=== Begin Enclosure ===

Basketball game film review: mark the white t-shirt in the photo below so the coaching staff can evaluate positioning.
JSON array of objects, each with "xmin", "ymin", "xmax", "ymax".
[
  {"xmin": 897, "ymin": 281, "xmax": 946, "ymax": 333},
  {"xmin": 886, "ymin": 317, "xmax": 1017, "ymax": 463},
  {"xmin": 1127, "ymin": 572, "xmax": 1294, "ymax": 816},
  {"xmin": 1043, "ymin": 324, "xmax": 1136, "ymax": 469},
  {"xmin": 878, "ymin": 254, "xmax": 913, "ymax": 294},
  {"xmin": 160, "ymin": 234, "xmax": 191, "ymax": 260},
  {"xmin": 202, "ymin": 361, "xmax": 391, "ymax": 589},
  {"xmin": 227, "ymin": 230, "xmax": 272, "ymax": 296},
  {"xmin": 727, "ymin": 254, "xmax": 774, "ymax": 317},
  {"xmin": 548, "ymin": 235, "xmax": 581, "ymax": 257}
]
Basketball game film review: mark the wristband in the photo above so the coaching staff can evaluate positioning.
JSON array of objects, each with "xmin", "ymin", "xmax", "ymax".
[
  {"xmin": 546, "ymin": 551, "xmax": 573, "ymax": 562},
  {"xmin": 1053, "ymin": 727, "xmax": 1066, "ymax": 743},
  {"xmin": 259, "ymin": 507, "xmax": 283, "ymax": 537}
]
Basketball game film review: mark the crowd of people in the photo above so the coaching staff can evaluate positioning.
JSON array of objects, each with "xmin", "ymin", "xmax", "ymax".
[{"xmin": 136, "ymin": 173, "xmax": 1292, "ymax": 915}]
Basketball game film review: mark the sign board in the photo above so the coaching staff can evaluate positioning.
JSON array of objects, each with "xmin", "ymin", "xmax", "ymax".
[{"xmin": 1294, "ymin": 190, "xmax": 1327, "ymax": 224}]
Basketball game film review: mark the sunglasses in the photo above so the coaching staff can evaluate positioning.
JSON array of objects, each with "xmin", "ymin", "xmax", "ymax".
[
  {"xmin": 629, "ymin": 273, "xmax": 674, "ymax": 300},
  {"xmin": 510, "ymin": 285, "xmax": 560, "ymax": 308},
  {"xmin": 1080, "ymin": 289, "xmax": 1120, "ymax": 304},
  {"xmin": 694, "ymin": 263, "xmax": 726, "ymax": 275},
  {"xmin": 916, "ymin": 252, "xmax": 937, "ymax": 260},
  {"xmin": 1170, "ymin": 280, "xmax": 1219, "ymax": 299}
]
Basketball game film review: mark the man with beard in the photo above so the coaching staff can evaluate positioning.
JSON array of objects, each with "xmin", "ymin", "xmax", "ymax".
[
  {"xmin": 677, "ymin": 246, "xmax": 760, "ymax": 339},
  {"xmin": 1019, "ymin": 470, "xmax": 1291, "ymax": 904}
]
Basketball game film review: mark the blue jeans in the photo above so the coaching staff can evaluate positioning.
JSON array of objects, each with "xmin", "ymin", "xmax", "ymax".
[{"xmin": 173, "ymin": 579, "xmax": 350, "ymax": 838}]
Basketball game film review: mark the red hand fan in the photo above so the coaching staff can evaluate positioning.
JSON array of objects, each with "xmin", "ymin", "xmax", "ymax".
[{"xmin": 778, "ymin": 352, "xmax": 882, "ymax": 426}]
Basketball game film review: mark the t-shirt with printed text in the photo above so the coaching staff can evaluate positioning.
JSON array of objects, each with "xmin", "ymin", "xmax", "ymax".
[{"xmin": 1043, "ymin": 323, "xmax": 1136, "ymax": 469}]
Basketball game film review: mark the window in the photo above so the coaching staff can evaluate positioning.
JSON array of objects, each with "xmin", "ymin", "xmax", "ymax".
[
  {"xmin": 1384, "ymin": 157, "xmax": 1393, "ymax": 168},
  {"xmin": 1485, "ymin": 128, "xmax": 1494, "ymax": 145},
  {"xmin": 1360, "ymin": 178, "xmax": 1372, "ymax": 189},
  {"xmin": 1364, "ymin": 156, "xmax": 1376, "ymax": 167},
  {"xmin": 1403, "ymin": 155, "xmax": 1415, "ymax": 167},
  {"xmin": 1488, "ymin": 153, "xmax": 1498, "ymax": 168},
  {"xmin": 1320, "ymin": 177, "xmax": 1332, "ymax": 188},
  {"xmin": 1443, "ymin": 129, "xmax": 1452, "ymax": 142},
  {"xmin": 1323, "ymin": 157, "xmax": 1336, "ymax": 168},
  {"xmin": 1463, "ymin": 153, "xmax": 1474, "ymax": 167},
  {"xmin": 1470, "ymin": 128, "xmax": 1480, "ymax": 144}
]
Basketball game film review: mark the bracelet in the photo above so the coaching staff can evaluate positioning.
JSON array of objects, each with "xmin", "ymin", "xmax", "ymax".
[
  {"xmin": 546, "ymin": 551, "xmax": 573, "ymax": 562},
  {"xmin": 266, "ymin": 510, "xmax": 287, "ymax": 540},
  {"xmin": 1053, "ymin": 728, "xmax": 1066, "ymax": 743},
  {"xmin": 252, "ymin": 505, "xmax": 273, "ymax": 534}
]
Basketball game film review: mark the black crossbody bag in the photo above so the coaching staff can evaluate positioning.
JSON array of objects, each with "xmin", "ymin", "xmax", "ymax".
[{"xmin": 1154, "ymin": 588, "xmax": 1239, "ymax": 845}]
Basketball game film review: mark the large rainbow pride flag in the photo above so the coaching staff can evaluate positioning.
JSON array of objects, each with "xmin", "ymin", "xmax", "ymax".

=== End Enclosure ===

__What you have to do__
Each entry, exactly as written, should be set down once more.

__Answer to this exercise__
Basketball game film review: mark the white t-shirt in the photo below so the coaching staff can evaluate positioning.
JSON array of objects, each with "xmin", "ymin", "xmax", "ymax".
[
  {"xmin": 897, "ymin": 281, "xmax": 946, "ymax": 333},
  {"xmin": 886, "ymin": 317, "xmax": 1017, "ymax": 463},
  {"xmin": 1127, "ymin": 572, "xmax": 1294, "ymax": 816},
  {"xmin": 1043, "ymin": 324, "xmax": 1136, "ymax": 469},
  {"xmin": 878, "ymin": 254, "xmax": 913, "ymax": 294},
  {"xmin": 160, "ymin": 234, "xmax": 191, "ymax": 260},
  {"xmin": 202, "ymin": 361, "xmax": 391, "ymax": 589},
  {"xmin": 227, "ymin": 230, "xmax": 272, "ymax": 296},
  {"xmin": 727, "ymin": 254, "xmax": 774, "ymax": 317},
  {"xmin": 548, "ymin": 235, "xmax": 581, "ymax": 257}
]
Basketball game film review: mark the wristband in the photo above so the coaching staff can evaluate positioning.
JSON array of objects, each with "xmin", "ymin", "xmax", "ymax".
[
  {"xmin": 546, "ymin": 551, "xmax": 573, "ymax": 562},
  {"xmin": 1053, "ymin": 727, "xmax": 1066, "ymax": 743},
  {"xmin": 259, "ymin": 507, "xmax": 283, "ymax": 537}
]
Basketball game film review: mark the crowd of people in the photo above so the coaching staff can evaluate positioning.
JSON array of objects, each with "xmin", "ymin", "xmax", "ymax".
[{"xmin": 136, "ymin": 173, "xmax": 1292, "ymax": 915}]
Basketball game film review: mark the sign board in the photo above so the coaching staff can evaluate positioning.
JSON array of objects, each with "xmin", "ymin", "xmax", "ymax".
[{"xmin": 1294, "ymin": 190, "xmax": 1327, "ymax": 224}]
Basketball game film review: mark the sunglasses in the photo above so the coaching staff can evaluate positioning.
JSON array of objects, each with "xmin", "ymin", "xmax", "ymax".
[
  {"xmin": 629, "ymin": 273, "xmax": 674, "ymax": 300},
  {"xmin": 510, "ymin": 285, "xmax": 560, "ymax": 308},
  {"xmin": 1080, "ymin": 289, "xmax": 1120, "ymax": 304},
  {"xmin": 694, "ymin": 263, "xmax": 726, "ymax": 275},
  {"xmin": 916, "ymin": 252, "xmax": 937, "ymax": 260},
  {"xmin": 1170, "ymin": 280, "xmax": 1219, "ymax": 299}
]
Basketball game film review: mark the man with beard in the photo above so the coaching staff can evaluate positioning.
JSON array of objects, each with "xmin", "ymin", "xmax", "ymax".
[
  {"xmin": 677, "ymin": 246, "xmax": 760, "ymax": 339},
  {"xmin": 1019, "ymin": 470, "xmax": 1291, "ymax": 904}
]
Basketball game film review: mark the blue jeans in the photo above so the coaching staff can evaluate positioning.
JSON array of objects, each with "xmin", "ymin", "xmax", "ymax".
[{"xmin": 173, "ymin": 579, "xmax": 350, "ymax": 838}]
Basketball game film review: mark the red hand fan in the photo above so the coaching staff can evaluate positioning.
JSON array of objects, each with "xmin", "ymin", "xmax", "ymax".
[{"xmin": 778, "ymin": 352, "xmax": 882, "ymax": 426}]
Basketball game film review: mark the t-shirt with printed text in the photo above so the coaching staff can evaluate positioning.
JSON array of objects, each with "xmin", "ymin", "xmax", "ymax".
[{"xmin": 1043, "ymin": 323, "xmax": 1136, "ymax": 469}]
Basketball game film review: mark the window in the photo above so the coaching staff can evaluate positioning.
JSON array of objects, each with "xmin", "ymin", "xmax", "ymax".
[
  {"xmin": 1384, "ymin": 157, "xmax": 1393, "ymax": 168},
  {"xmin": 1485, "ymin": 128, "xmax": 1494, "ymax": 145},
  {"xmin": 1360, "ymin": 178, "xmax": 1372, "ymax": 189},
  {"xmin": 1364, "ymin": 156, "xmax": 1376, "ymax": 167},
  {"xmin": 1403, "ymin": 155, "xmax": 1415, "ymax": 167},
  {"xmin": 1488, "ymin": 153, "xmax": 1498, "ymax": 168},
  {"xmin": 1320, "ymin": 177, "xmax": 1332, "ymax": 188},
  {"xmin": 1443, "ymin": 129, "xmax": 1452, "ymax": 142},
  {"xmin": 1323, "ymin": 157, "xmax": 1336, "ymax": 168},
  {"xmin": 1463, "ymin": 153, "xmax": 1474, "ymax": 167},
  {"xmin": 1470, "ymin": 128, "xmax": 1480, "ymax": 144}
]
Basketball game film review: mark the bracelet in the photo above so the coaching staff can evaluate positioning.
JSON array of objects, each with "xmin", "ymin", "xmax", "ymax".
[
  {"xmin": 546, "ymin": 551, "xmax": 573, "ymax": 562},
  {"xmin": 266, "ymin": 510, "xmax": 287, "ymax": 540},
  {"xmin": 1053, "ymin": 728, "xmax": 1066, "ymax": 743},
  {"xmin": 252, "ymin": 505, "xmax": 273, "ymax": 534}
]
Basketball game film review: mark the black crossbody bag in the photo above so the coaching staff can evaluate positioning.
JSON array of objects, each with "xmin", "ymin", "xmax", "ymax".
[{"xmin": 1154, "ymin": 588, "xmax": 1239, "ymax": 845}]
Basketball game film review: mark the large rainbow pride flag in the photo above so the coaching staff can evaluate positioning.
JSON array of objects, each with "xmin", "ymin", "xmax", "ymax".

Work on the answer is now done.